Problem to solve:
Quote the Moloch capture tuning notes word for word, everything from "If Moloch was" down to "need a few.".

Text extract:
● ● ● ● ●

Make sure the network card is configured correctly by increasing the ring buf to max size and turning off most of the card’s features. The features are not useful anyway, since we want to capture what is on the network instead of what the local OS sees. Example configuration:

# Set ring buf size, see max with ethool -g eth0
ethtool -G eth0 rx 4096 tx 4096
# Turn off feature, see available features with ethtool -k eth0
ethtool -K eth0 rx off tx off gs off tso off gso off

If Moloch was installed from the deb/rpm and the Configure script was used, this should already be done in /data/moloch/bin/moloch_config_interfaces.sh

packetThreads and the Packet Q is overflowing error

The packetThreads config option controls the number of threads processing the packets, not the number of threads reading the packets off the network card. You only need to change the value if you are getting the Packet Q is overflowing error. The packetThreads option is limited to 24 threads, but usually you only need a few.

To increase the number of threads the reader uses please see the documentation for the reader you are using on the settings page.

Disk

Make sure swap has been disabled, or at the very least, isn’t writing to the disk being used for pcap.

Make sure the RAID isn’t in the middle of a rebuild or something worse. Most RAID cards will have a status of OPTIMAL when things are all good and DEGRADED or SUBOPTIMAL when things are bad.

To test the RAID device use:

dd bs=256k count=50000 if=/dev/zero of=/THE_MOLOCH_PCAP_DIR/test oflag=direct

If you are using xfs make sure you use mount options defaults,inode64,noatime

  • Don’t run capture and elasticsearch on the same machine.

  • Make sure you actually have enough disk write thru capacity and disks. For example, for a 1G link with RAID 5 you may need:

    • At least 4 spindles if using a RAID 5 card with write cache enabled.

    • At least 8 spindles (or more) if using a RAID 5 card with write cache disabled.

  • Make sure your RAID card can actually handle the write rate. Many onboard RAID 5 controllers can not handle sustained 1G write rates.

  • Switch to RAID 0 from RAID 5 if you can live with the TOTAL data loss on a single disk failure.

If using EMC for disks:

  • Make sure write cache is enabled for the LUNs.

  • If it is a CX with SATA drives, RAID-3 is optimized for large sequential I/O.

● ● ● ● ●

Data extract:
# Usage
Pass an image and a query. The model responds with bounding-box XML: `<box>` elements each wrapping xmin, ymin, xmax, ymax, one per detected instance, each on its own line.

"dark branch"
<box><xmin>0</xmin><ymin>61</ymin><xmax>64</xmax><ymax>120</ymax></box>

● ● ● ● ●

Final answer:
If Moloch was installed from the deb/rpm and the Configure script was used, this should already be done in /data/moloch/bin/moloch_config_interfaces.sh

packetThreads and the Packet Q is overflowing error

The packetThreads config option controls the number of threads processing the packets, not the number of threads reading the packets off the network card. You only need to change the value if you are getting the Packet Q is overflowing error. The packetThreads option is limited to 24 threads, but usually you only need a few.